Planeamos viajar por la costa hacia el Norte de Chile para conocer en persona las infamemente célebres condiciones del desierto más seco del mundo. A medida que dejábamos la jungla de concreto extenso de Santiago sus inescapables Starbucks en cada esquina, entendí por qué un amigo chileno nos señaló que la capital es un microcosmos sud-americano de los Estados Unidos. Saliendo hacia lo desconocido, disfrutamos de conducir por una autopista enmarcada de palmas, agradecidos de abandonar los terribles tacos y bocinazos santiaguinos.
Pronto, la vegetación se convirtió en un tipo de arbusto mediterráneo de la Cordillera de la Costa y nos condujo a los colores vibrantes del llamado puerto principal. Valparaíso hizo desaparecer los 30 grados reinantes en la zona metropolitana, dando dio paso a una brisa fría y húmeda de la que nos guarecimos sentados en la terraza del Hotel Brighton, donde una guitarra electrónica-acústica ofreció Soulful Groove mientras sorbíamos lentamente un pisco sour observando la vista panorámica del paisaje urbano artístico.
Valga decir que una vez en la ciudad puerto, el auto no se movió más, mientras exploramos los cerros que nos evocaban ligeramente a San Francisco. Al momento de la cena, un perro callejero expectante, suficientemente grande para ser el mismísimo personaje, nos llevó por el camino a ‘La Caperucita y el Lobo’. Sin embargo debió alejarse decepcionado al verse impedido de entrar al restaurante, en cuya puerta colgaba juguetonamente una pequeña chaqueta roja.

### Solicitud 1:
Localiza en las entradas cada línea donde aparezca la palabra completa "whole" y cópiala.

### Entradas listadas:
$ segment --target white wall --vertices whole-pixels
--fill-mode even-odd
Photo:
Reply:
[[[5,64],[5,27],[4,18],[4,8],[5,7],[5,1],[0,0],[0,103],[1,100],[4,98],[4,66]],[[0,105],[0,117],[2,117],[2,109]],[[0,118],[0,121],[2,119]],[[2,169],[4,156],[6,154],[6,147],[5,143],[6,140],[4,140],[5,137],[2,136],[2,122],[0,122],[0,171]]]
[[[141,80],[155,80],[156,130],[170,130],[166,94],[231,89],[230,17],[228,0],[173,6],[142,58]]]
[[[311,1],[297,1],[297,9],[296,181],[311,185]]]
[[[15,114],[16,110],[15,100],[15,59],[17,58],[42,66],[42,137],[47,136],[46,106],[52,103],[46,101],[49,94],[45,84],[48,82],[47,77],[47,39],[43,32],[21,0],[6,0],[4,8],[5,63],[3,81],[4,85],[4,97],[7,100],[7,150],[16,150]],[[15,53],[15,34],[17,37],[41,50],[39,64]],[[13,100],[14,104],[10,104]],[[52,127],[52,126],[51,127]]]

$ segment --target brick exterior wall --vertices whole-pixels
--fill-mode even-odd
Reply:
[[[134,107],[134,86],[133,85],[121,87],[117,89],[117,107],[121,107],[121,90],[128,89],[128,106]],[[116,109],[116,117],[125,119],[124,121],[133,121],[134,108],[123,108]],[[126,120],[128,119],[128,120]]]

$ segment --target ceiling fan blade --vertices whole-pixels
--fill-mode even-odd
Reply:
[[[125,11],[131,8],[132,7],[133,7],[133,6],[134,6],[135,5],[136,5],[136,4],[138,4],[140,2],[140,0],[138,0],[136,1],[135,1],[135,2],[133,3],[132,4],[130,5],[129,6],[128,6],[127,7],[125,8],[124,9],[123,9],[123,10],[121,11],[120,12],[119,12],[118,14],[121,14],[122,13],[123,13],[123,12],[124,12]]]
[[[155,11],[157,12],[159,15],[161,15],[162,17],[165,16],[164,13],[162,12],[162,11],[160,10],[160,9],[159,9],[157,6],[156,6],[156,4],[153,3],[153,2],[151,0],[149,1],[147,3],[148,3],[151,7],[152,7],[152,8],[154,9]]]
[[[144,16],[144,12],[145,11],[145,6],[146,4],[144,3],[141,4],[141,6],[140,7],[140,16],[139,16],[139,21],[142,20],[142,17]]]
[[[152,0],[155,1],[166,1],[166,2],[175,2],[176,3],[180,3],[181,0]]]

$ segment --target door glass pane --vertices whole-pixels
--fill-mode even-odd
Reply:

### Solicitud 2:
Según el relato del viaje a Valparaíso, ¿qué colgaba en la puerta del restaurante 'La Caperucita y el Lobo'?

### Resultado final 1:
$ segment --target white wall --vertices whole-pixels
$ segment --target brick exterior wall --vertices whole-pixels
$ segment --target ceiling fan blade --vertices whole-pixels
$ segment --target door glass pane --vertices whole-pixels

### Resultado final 2:
Una pequeña chaqueta roja.